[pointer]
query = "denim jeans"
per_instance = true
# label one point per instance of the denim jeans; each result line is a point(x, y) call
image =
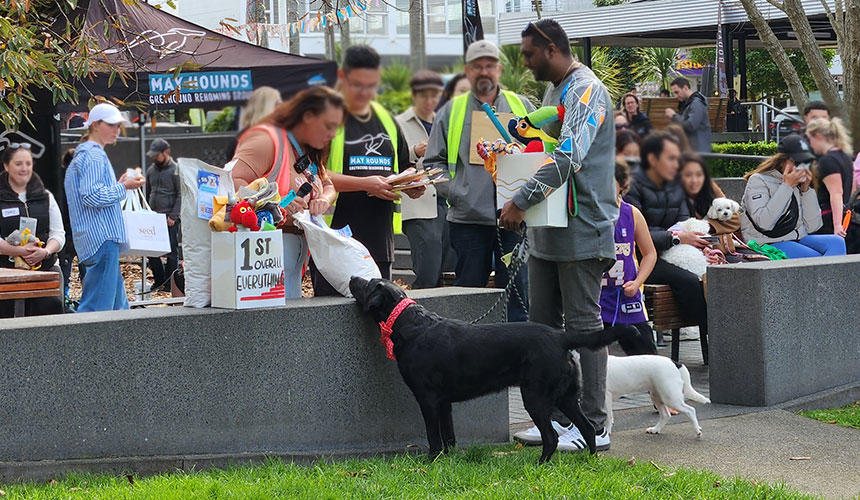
point(160, 273)
point(478, 253)
point(104, 289)
point(814, 245)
◆ ◆ ◆ ◆ ◆
- **EXERCISE TASK**:
Copy every line of the data exactly as written, excluding the pictures.

- **ANSWER TO THIS EXERCISE**:
[pointer]
query = "denim jeans"
per_instance = true
# label one point per instance of the denim jeans; each result line is a point(x, y) call
image =
point(160, 273)
point(478, 253)
point(104, 289)
point(814, 245)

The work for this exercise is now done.